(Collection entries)
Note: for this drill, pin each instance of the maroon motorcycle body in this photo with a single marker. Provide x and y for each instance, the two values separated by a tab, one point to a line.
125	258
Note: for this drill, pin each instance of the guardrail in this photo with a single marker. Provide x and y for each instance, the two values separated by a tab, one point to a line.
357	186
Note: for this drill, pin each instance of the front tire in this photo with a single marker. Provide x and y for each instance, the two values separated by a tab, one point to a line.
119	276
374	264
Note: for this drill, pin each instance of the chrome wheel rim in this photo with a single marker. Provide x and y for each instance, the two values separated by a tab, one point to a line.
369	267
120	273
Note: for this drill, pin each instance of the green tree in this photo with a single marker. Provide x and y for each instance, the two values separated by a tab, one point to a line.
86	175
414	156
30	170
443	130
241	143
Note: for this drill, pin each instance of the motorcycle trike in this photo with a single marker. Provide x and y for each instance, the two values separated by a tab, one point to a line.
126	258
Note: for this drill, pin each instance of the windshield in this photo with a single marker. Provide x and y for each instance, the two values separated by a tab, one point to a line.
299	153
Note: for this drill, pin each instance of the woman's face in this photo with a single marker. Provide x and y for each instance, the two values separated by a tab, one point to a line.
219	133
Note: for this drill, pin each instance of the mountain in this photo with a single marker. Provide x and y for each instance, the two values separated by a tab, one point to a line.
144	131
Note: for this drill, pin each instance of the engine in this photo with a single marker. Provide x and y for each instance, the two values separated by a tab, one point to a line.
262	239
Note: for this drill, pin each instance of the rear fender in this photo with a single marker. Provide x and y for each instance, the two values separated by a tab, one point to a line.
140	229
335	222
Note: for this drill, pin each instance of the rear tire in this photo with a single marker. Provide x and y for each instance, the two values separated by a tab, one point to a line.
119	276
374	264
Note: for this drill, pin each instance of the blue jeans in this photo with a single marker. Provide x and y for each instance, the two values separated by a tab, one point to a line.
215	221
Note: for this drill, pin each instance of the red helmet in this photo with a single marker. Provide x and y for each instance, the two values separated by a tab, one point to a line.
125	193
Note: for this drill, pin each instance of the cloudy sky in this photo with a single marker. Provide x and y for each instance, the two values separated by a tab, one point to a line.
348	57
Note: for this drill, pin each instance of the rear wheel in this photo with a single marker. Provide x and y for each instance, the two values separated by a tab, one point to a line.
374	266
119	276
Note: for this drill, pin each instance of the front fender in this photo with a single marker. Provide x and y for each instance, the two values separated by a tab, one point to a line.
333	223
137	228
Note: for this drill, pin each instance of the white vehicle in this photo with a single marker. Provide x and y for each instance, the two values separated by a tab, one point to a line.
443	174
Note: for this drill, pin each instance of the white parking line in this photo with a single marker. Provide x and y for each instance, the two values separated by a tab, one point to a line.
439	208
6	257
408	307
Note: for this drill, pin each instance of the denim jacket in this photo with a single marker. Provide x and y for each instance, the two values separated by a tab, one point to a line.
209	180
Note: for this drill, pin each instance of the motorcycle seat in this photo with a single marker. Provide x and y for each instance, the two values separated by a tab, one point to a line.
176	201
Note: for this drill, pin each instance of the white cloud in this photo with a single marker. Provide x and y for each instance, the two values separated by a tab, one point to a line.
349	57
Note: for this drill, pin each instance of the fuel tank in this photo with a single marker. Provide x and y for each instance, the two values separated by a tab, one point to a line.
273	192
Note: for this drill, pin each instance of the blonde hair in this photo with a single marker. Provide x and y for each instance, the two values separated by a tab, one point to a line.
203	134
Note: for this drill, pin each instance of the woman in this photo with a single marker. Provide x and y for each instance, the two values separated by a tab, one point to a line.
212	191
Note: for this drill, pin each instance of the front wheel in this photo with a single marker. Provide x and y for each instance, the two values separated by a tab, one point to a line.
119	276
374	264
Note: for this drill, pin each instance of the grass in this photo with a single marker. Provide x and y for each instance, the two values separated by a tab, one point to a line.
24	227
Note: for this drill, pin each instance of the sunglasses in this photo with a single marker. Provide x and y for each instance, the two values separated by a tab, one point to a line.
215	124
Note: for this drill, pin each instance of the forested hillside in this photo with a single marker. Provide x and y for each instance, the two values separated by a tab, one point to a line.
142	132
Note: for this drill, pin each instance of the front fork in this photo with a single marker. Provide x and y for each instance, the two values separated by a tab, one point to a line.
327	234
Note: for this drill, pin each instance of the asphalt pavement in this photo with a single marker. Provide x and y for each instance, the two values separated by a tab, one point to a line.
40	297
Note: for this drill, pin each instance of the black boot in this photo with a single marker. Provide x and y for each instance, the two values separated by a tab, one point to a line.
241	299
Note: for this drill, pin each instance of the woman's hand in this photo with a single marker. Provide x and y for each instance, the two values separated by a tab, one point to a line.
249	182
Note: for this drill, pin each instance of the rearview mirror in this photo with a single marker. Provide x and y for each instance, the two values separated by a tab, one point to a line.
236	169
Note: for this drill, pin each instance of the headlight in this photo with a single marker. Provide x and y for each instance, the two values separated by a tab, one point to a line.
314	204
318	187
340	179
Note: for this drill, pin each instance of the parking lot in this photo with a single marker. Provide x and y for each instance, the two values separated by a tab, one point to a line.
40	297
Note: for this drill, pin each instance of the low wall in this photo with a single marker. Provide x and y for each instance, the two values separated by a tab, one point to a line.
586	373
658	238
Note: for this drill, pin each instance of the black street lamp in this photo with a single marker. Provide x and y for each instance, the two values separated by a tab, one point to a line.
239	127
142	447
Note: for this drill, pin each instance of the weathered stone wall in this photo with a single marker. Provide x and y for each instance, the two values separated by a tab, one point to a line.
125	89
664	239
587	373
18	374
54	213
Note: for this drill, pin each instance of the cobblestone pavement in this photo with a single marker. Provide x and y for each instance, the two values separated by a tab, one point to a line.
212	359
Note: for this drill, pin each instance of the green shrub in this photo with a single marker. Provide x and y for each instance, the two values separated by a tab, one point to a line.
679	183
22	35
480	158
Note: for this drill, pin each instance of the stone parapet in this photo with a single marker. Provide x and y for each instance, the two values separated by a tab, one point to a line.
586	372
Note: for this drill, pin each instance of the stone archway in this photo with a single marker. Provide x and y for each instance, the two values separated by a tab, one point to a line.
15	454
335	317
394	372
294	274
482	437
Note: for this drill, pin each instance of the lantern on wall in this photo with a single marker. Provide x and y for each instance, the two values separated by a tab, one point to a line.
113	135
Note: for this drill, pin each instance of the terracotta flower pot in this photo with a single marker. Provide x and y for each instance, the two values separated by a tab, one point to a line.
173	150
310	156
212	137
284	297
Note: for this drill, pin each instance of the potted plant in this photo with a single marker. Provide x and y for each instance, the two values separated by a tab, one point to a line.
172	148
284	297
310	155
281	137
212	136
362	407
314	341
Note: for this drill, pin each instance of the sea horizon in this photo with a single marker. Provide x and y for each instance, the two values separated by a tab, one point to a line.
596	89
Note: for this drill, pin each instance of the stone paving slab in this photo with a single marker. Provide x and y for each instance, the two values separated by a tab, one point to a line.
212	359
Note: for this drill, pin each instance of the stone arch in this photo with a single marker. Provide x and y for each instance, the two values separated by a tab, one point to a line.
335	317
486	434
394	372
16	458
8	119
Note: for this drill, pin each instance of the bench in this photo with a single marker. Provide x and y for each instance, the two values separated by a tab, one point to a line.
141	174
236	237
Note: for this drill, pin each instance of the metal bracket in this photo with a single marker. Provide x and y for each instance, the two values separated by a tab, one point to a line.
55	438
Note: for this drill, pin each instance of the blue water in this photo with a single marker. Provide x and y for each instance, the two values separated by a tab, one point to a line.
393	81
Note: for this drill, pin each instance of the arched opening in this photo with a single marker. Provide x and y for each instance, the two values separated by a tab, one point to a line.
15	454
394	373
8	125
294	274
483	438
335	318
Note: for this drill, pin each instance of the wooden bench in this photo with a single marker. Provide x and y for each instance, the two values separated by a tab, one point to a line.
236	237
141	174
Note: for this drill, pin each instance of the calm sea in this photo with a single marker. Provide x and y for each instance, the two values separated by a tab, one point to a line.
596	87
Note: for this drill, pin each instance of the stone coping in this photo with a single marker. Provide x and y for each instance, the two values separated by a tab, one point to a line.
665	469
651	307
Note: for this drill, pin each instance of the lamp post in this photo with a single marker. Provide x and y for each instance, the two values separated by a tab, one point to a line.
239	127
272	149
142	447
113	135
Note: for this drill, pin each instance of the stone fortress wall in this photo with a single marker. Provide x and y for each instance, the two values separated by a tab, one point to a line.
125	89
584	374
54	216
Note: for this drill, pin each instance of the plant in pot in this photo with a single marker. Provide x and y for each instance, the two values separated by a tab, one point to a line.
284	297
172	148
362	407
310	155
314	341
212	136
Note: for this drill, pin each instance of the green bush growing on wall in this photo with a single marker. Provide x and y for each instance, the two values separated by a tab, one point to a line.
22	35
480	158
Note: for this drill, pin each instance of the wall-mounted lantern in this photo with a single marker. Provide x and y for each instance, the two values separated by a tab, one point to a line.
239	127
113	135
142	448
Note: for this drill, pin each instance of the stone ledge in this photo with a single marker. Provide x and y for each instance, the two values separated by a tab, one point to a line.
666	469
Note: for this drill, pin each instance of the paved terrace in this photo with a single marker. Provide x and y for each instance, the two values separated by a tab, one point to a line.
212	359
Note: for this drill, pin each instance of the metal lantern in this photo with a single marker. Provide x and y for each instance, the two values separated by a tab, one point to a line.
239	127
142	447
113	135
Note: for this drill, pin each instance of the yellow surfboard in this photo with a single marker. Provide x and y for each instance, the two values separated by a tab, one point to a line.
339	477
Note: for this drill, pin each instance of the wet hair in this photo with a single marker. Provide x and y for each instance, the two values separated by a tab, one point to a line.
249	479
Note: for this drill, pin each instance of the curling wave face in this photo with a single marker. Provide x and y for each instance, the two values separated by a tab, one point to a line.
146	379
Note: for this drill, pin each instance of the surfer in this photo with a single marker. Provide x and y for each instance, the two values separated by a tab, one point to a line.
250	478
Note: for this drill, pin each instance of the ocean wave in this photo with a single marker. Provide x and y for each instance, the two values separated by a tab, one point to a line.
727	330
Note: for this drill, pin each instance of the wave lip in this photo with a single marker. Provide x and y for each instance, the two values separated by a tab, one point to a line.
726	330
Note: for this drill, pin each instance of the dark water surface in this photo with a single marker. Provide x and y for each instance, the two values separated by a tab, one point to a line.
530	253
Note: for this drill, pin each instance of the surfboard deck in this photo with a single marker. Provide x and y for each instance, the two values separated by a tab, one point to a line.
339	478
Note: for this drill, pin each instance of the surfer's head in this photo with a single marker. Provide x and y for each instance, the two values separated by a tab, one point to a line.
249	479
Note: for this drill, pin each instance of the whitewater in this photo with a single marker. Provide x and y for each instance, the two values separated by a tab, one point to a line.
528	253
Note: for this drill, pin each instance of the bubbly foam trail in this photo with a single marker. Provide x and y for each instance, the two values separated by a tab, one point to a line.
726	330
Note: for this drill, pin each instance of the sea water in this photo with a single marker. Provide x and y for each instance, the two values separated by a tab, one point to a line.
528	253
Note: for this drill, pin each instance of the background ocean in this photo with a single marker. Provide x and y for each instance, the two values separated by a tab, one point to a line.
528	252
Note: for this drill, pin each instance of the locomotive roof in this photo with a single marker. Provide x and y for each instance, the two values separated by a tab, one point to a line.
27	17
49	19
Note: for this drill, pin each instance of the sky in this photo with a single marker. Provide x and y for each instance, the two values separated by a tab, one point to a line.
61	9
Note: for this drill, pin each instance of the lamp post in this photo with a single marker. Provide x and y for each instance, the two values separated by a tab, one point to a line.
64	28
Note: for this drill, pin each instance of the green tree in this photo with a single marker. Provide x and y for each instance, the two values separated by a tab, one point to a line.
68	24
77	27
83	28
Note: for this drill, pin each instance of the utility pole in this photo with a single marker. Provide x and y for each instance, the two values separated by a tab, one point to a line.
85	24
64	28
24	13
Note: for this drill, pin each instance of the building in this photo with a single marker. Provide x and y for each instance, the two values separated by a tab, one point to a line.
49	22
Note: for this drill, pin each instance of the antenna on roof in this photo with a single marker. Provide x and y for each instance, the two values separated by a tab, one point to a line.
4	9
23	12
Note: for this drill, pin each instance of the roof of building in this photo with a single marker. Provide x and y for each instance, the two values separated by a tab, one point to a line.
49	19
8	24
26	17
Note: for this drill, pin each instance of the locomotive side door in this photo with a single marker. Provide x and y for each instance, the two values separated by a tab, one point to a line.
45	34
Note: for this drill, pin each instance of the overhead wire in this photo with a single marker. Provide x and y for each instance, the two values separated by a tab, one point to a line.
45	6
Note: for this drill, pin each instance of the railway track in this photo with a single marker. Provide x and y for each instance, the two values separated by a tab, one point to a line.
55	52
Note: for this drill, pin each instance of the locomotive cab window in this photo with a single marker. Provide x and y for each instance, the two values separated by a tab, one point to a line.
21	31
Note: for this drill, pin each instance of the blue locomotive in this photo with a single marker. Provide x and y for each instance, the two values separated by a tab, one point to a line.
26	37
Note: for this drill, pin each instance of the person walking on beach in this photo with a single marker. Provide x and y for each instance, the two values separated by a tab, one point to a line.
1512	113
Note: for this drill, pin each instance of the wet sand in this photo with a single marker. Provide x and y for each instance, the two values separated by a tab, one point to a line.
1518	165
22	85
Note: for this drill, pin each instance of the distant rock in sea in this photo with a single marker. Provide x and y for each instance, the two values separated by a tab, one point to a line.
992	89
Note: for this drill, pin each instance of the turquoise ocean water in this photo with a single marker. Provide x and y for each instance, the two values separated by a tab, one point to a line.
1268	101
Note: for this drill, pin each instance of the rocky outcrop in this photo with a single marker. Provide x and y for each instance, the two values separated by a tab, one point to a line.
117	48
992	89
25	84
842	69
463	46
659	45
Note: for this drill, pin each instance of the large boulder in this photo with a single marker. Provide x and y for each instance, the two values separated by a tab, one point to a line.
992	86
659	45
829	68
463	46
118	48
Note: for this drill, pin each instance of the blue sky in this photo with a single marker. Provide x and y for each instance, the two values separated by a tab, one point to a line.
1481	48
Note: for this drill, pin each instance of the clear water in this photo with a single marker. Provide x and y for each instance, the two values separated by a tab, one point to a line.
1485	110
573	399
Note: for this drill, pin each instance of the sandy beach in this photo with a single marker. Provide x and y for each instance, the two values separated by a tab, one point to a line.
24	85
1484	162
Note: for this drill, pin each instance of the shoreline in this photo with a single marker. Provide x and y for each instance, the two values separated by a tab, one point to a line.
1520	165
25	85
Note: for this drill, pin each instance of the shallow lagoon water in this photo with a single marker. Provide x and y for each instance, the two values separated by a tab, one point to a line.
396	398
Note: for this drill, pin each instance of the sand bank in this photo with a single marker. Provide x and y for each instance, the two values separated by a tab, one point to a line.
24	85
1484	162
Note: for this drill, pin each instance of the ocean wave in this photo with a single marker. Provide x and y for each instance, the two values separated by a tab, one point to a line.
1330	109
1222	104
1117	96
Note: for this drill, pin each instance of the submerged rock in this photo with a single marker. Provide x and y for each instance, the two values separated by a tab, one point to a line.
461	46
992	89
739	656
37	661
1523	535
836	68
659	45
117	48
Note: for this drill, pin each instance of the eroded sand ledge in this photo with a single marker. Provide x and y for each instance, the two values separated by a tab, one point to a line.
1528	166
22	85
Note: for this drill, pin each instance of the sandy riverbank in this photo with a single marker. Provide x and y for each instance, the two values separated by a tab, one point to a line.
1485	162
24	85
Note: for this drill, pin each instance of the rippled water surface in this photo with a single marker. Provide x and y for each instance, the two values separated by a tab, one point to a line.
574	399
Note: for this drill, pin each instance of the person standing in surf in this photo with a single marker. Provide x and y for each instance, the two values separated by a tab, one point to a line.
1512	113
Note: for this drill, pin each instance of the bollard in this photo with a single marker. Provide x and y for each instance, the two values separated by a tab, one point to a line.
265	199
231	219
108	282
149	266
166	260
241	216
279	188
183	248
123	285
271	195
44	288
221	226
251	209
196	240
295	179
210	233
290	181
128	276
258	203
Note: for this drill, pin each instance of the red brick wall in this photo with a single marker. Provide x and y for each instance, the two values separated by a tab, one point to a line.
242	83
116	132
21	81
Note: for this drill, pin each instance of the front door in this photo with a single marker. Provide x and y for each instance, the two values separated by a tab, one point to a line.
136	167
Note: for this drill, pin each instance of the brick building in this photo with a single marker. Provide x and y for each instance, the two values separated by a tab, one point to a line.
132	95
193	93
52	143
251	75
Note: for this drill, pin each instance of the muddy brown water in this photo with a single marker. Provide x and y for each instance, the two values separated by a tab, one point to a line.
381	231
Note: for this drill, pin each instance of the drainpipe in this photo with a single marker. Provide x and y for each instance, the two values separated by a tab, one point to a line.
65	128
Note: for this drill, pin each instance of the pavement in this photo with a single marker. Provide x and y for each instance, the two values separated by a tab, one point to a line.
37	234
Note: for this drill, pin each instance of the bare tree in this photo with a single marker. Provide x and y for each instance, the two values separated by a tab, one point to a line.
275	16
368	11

→ **Work required**:
Starting at the line that contains "Note: for this drill, pin each instance of the bollard", retype each remaining line of the records exactly; that line and the last line are both included.

→ **The completed task**:
Note: for this drill, pin each instance of the bollard in this photo with a single marker. Provide x and y for each instance, the two values separated by a tab, one point to a line.
265	199
231	219
108	282
149	266
166	260
241	216
279	188
183	248
123	285
271	195
44	288
221	226
251	209
196	240
295	179
210	233
290	181
128	276
258	203
Note: for this drill, pin each instance of the red brick wall in this photo with a single marker. Provide x and y for each instance, the two values separated by a tab, one point to a line.
242	83
116	132
21	81
Note: for this drill, pin each instance of the front door in this photo with a single marker. Provide x and y for each instance, the two values separated by a tab, one point to a line.
136	167
Note: for this drill, pin each instance of the brick building in this photo with a single marker. Provide x and y for each instance, the two values separated by a tab, one point to a line.
132	95
193	93
52	143
251	75
Note: for this drill, pin each instance of the muddy brown water in this photo with a single marker. Provide x and y for each instance, the two values separated by a tab, one point to a line.
381	231
Note: for this drill, pin each instance of the drainpipe in this photo with a single marker. Provide x and y for each instance, the two values separated by a tab, one point to a line.
65	128
Note: for this drill, pin each instance of the pavement in this photo with a single marker. Provide x and y for each instance, the two values separated by a tab, one point to a line.
37	234
Note: for this drill, pin each instance of the bare tree in this photo with a single marker. Provide x and y for each instance, the two values separated by a tab, one point to a line.
275	16
368	11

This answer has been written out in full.